> Exercise
Please turn every item below into a numbered list, leaving out any blank lines.

— Start of Input rows —

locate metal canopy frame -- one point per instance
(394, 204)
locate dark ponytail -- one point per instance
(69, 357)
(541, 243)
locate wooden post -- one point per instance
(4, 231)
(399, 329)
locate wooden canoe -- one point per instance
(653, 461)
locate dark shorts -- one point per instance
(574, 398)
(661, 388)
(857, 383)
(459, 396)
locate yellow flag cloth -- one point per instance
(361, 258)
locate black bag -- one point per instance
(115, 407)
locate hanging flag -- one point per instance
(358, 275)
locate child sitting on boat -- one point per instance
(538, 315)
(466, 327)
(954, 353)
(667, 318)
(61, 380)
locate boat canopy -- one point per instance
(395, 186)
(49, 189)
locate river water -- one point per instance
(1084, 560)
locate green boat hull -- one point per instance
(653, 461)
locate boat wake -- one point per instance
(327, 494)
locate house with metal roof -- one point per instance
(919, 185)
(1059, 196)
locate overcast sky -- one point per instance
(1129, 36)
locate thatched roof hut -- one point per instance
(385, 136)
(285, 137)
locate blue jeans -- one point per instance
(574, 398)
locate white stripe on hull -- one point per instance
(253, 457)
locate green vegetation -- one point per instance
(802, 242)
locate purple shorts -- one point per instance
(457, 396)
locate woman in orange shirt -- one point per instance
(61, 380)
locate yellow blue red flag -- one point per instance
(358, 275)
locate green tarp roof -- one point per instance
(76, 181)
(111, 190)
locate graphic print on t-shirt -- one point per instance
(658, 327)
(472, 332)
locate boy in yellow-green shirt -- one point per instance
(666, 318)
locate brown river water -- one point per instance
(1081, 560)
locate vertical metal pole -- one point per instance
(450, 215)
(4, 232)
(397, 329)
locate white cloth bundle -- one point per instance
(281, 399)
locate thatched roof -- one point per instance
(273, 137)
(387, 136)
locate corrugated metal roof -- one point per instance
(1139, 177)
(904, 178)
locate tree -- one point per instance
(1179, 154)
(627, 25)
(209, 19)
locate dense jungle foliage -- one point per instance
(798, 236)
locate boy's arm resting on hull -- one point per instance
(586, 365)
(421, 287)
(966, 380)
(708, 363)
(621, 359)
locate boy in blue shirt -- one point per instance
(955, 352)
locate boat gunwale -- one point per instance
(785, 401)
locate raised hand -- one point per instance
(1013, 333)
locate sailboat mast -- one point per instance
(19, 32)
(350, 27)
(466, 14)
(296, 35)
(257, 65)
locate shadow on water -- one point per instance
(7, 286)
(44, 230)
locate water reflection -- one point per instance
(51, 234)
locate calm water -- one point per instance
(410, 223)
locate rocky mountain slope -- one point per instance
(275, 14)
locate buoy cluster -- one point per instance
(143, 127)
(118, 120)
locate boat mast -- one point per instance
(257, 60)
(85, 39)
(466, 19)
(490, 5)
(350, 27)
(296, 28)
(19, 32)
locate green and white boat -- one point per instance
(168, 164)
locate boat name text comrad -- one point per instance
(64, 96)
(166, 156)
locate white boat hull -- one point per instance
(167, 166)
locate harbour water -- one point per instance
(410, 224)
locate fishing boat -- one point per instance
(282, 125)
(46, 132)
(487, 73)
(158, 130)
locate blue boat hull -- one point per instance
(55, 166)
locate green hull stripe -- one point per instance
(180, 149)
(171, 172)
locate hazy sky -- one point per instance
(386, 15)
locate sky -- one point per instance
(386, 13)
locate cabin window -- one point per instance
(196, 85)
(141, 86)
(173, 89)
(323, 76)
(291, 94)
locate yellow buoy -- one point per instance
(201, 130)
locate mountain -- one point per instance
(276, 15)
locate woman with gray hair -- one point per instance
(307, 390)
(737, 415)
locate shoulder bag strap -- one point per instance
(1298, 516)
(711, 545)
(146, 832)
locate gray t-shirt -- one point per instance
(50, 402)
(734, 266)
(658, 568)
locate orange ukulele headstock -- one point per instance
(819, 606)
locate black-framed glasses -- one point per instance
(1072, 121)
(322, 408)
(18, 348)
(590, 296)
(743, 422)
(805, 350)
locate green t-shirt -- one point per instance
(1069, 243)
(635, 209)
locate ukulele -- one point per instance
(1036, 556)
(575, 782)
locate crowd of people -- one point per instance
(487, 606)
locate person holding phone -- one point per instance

— End of Input rows —

> Answer to this problem
1. locate metal canopy frame -- one point per instance
2. (394, 204)
3. locate dark ponytail -- one point per instance
4. (69, 357)
5. (541, 243)
6. locate wooden post -- one point per instance
7. (4, 231)
8. (399, 329)
9. locate wooden canoe -- one point per instance
10. (653, 461)
11. locate dark shorts -- one point per instance
12. (574, 398)
13. (661, 388)
14. (857, 383)
15. (459, 396)
16. locate yellow flag cloth -- one point per instance
17. (361, 258)
18. locate black bag -- one point per instance
19. (115, 407)
20. locate hanging flag -- one point per instance
21. (358, 275)
22. locate child sitting on boat -- one point per instance
23. (538, 315)
24. (466, 327)
25. (954, 353)
26. (667, 318)
27. (61, 380)
28. locate boat canopy -- one point per instance
29. (395, 186)
30. (49, 189)
31. locate river water -- one point per instance
32. (1084, 560)
33. locate green boat hull -- one point per instance
34. (653, 461)
35. locate boat wake -- one point per instance
36. (327, 494)
37. locate house with metal roof -- one point per instance
38. (919, 185)
39. (1059, 196)
40. locate overcast sky -- one point per instance
41. (1129, 36)
42. locate thatched roof hut -- one point per instance
43. (385, 136)
44. (285, 137)
45. locate blue jeans -- one point per instance
46. (574, 398)
47. locate white stripe on hull -- one point per instance
48. (253, 457)
49. locate green vegetation -- one point per instance
50. (802, 242)
51. locate purple shorts -- one point per instance
52. (457, 396)
53. locate woman in orange shirt -- one point per instance
54. (61, 380)
55. locate yellow blue red flag -- one point per instance
56. (358, 275)
57. locate green tarp roof -- one point per instance
58. (76, 181)
59. (111, 190)
60. locate graphic print on t-shirt -- one point per instance
61. (658, 327)
62. (472, 332)
63. locate boy in yellow-green shirt -- one point per instance
64. (666, 318)
65. locate brown river water -- one point per instance
66. (1081, 560)
67. locate vertical metal pole -- one point per instance
68. (450, 215)
69. (4, 232)
70. (397, 329)
71. locate white cloth bundle -- one point per instance
72. (281, 399)
73. locate thatched roof -- one point per instance
74. (273, 137)
75. (387, 136)
76. locate corrugated metal roof -- one point per instance
77. (1139, 177)
78. (904, 178)
79. locate tree -- one point per instance
80. (1179, 154)
81. (627, 25)
82. (209, 19)
83. locate dense jungle foliage -- one point per instance
84. (798, 236)
85. locate boy's arm resting on hull -- one point per instance
86. (586, 365)
87. (421, 287)
88. (966, 380)
89. (708, 363)
90. (621, 359)
91. locate boy in blue shirt -- one point per instance
92. (955, 352)
93. locate boat gunwale -- one point per instance
94. (785, 401)
95. locate raised hand -- one point per instance
96. (1013, 333)
97. locate sailboat mast -- one point per instance
98. (19, 32)
99. (350, 27)
100. (466, 14)
101. (296, 35)
102. (257, 65)
103. locate shadow on water -- one point per instance
104. (7, 286)
105. (44, 230)
106. locate water reflection -- one point per instance
107. (51, 234)
108. locate calm water -- one point per instance
109. (410, 223)
110. locate rocky mountain slope -- one point per instance
111. (275, 14)
112. locate buoy cluster -- one point per instance
113. (143, 127)
114. (118, 120)
115. locate boat mast -- one point per instance
116. (257, 60)
117. (85, 39)
118. (466, 19)
119. (490, 5)
120. (350, 27)
121. (296, 28)
122. (19, 32)
123. locate green and white boat -- one point per instance
124. (168, 164)
125. locate boat name text comrad -- one point per instance
126. (64, 96)
127. (166, 156)
128. locate white boat hull -- one point per instance
129. (167, 166)
130. locate harbour water -- one point per instance
131. (410, 224)
132. locate fishing boat -- one point per instance
133. (282, 125)
134. (46, 132)
135. (487, 73)
136. (158, 130)
137. locate blue boat hull -- one point per instance
138. (55, 166)
139. locate green hull stripe -- one point per instance
140. (180, 149)
141. (171, 172)
142. locate hazy sky -- one point per instance
143. (386, 15)
144. locate sky -- one point per instance
145. (386, 13)
146. locate cabin window -- one point per instance
147. (196, 85)
148. (141, 86)
149. (173, 89)
150. (323, 76)
151. (291, 94)
152. locate yellow buoy -- one point per instance
153. (201, 130)
154. locate mountain -- one point per instance
155. (276, 15)
156. locate woman with gray hair -- one point per instance
157. (307, 390)
158. (737, 415)
159. locate shoulder bag strap -- one point per instance
160. (1298, 516)
161. (711, 545)
162. (146, 832)
163. locate gray t-shirt -- one point per instance
164. (50, 402)
165. (734, 266)
166. (658, 568)
167. locate orange ukulele headstock -- one point per instance
168. (819, 606)
169. locate black-framed glasses -- one point per instance
170. (1072, 121)
171. (322, 408)
172. (18, 348)
173. (590, 296)
174. (743, 422)
175. (805, 350)
176. locate green t-shirt -- one point per instance
177. (1069, 243)
178. (635, 209)
179. locate ukulele -- one point per instance
180. (1036, 556)
181. (575, 782)
182. locate crowd of people -- one point per instance
183. (487, 606)
184. locate person holding phone -- one point per instance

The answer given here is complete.